▸ **TEXT BLOCK**:
----------

Adult assisted living provides care and services for adults who need help with daily tasks but do not need the full services of a nursing home. Those who choose adult assisted living move from their homes to apartments or small units within larger facilities. Facility types include general retirement communities with assisted living wings and dedicated facilities that only provide assisted living services. The types of care vary depending on the residents’ needs.
Retired people who seek assisted living typically are unable to remain in their homes due to disabilities and medical conditions. When staying at home becomes a safety risk, adult assisted living provides the dignity of living in private, individual units while relying on daily assistance. Regardless of where the assisted living housing is located, services usually include help with bathing, dressing, and eating meals. Some facilities provide dining rooms for residents who have difficulty preparing their own meals.

----------

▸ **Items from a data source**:
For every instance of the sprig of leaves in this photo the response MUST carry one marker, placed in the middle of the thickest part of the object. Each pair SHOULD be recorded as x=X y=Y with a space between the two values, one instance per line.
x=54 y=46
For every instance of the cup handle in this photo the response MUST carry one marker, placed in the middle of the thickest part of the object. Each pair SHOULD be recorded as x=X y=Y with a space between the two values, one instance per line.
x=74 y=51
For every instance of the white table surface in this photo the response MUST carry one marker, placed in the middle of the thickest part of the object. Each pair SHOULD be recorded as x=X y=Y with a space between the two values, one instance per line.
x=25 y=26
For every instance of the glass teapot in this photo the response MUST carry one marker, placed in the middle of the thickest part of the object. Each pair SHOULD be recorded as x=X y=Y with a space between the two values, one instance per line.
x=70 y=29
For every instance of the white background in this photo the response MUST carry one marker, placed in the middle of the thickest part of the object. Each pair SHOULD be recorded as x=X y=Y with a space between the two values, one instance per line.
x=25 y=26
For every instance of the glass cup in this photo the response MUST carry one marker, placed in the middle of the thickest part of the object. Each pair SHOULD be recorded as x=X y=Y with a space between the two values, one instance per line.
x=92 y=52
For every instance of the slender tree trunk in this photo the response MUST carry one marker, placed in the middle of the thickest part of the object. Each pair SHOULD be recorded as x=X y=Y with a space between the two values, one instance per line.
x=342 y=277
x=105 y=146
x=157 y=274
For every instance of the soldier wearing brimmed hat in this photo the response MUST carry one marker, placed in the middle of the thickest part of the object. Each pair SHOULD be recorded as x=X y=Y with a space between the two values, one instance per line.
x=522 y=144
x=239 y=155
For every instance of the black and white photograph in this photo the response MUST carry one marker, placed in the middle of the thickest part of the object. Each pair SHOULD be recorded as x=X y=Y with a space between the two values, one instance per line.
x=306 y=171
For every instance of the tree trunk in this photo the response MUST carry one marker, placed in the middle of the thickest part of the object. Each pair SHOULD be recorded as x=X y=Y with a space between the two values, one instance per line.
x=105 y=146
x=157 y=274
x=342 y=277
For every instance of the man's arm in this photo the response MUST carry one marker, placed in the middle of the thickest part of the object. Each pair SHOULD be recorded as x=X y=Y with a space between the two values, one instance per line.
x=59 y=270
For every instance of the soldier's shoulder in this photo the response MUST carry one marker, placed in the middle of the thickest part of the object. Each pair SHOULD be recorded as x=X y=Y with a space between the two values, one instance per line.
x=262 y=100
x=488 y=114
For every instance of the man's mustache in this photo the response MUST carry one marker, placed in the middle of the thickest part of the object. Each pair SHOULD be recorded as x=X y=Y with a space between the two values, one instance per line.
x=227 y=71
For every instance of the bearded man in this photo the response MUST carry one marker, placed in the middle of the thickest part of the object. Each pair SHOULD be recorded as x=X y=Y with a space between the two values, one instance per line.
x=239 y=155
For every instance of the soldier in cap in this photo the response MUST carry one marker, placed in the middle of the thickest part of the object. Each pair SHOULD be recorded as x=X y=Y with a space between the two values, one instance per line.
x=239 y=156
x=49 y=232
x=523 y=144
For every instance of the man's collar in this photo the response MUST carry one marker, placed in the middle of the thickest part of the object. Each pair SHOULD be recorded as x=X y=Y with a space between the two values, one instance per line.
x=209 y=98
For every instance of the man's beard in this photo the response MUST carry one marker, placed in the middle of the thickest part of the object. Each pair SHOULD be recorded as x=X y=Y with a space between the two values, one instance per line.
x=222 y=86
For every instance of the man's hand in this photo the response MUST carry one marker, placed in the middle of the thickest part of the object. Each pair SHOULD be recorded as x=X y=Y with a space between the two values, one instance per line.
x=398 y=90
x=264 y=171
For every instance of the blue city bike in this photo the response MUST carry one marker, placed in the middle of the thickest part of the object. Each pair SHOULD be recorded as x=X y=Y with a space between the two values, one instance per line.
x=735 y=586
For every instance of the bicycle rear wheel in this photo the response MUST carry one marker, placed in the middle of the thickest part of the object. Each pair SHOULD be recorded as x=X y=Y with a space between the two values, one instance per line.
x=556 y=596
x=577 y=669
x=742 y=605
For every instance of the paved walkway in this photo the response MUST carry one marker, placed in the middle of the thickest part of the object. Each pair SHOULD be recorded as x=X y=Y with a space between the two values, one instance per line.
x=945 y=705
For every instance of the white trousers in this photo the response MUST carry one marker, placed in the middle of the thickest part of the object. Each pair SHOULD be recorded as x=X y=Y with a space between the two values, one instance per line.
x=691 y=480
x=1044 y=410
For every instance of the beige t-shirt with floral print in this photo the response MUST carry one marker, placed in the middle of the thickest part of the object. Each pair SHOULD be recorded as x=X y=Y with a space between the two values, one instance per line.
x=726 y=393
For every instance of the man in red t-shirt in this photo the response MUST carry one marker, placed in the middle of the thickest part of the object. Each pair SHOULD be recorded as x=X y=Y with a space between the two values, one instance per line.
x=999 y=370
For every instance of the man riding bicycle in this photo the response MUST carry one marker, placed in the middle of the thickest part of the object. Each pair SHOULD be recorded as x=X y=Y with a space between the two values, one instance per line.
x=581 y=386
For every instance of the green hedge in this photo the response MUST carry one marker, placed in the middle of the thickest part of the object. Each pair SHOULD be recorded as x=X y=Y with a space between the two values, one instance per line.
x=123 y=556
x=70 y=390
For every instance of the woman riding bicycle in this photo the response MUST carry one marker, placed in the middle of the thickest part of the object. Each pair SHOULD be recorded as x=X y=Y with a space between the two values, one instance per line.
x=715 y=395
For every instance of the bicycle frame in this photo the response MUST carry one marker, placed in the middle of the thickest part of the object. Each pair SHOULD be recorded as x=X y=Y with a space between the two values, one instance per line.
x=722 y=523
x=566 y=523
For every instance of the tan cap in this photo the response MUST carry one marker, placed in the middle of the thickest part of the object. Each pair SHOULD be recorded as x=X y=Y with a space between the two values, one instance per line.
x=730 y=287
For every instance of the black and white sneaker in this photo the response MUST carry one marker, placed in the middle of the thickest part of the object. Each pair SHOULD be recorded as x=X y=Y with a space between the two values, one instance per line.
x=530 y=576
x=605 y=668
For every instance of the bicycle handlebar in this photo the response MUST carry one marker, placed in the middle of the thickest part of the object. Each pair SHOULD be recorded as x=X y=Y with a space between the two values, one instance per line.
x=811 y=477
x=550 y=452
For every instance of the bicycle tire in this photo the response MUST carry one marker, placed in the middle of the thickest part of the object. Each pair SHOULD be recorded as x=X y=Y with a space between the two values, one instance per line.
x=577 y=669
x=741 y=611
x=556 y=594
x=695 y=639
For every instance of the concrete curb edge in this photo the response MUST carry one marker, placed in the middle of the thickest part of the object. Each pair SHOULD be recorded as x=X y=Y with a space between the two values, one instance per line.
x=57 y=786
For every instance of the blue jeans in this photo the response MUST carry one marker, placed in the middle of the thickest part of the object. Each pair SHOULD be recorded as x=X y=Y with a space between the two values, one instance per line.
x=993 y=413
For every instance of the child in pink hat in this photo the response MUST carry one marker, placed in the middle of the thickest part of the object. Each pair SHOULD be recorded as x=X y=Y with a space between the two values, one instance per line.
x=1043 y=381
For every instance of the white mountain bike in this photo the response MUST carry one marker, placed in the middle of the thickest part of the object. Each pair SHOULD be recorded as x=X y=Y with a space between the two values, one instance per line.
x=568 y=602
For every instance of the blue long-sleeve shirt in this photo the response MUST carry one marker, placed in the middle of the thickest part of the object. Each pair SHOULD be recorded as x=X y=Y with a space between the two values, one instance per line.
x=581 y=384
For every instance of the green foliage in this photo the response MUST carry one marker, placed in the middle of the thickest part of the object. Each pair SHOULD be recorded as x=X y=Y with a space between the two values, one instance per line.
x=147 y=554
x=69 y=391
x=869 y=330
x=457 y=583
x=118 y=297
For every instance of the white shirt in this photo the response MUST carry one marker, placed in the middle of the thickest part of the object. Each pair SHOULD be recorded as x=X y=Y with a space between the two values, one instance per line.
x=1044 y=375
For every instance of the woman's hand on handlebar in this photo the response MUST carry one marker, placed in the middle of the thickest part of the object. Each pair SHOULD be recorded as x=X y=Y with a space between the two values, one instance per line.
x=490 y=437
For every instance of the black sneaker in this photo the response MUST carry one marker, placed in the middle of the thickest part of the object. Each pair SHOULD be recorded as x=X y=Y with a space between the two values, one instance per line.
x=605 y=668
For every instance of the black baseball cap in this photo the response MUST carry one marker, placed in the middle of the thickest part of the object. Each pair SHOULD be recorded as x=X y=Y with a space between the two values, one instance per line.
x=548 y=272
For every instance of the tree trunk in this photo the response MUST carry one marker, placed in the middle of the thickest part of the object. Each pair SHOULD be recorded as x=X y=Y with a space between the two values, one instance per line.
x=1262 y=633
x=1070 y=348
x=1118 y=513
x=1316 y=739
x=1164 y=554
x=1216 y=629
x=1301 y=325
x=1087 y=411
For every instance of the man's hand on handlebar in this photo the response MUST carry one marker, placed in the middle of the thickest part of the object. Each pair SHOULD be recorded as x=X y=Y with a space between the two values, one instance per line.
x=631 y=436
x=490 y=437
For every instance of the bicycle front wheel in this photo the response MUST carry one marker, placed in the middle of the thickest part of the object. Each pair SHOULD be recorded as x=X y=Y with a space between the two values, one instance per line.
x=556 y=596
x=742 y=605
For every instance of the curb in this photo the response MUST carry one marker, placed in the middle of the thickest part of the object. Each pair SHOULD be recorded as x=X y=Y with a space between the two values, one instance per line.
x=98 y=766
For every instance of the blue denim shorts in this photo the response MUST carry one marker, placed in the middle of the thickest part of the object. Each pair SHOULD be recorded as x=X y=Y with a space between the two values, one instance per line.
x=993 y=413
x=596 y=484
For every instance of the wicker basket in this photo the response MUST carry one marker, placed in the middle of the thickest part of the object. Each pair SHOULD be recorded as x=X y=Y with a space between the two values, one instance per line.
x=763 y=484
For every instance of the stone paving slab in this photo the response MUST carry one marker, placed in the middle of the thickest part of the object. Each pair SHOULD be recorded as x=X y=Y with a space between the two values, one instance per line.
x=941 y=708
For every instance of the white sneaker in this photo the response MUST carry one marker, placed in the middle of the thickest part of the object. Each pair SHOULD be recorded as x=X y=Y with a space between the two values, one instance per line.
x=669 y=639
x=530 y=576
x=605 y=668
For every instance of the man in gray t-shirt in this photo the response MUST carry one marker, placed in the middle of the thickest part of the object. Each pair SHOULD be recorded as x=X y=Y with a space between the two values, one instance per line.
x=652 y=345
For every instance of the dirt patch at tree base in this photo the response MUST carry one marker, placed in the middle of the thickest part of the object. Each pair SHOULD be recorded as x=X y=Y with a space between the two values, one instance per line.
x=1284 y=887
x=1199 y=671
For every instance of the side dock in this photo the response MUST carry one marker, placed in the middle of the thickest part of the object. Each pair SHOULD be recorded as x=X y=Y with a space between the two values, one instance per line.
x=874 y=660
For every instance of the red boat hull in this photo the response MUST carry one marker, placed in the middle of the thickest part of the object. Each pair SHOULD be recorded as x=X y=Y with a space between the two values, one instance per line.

----------

According to the text about adult assisted living, what help do the services usually include?

Help with bathing, dressing, and eating meals.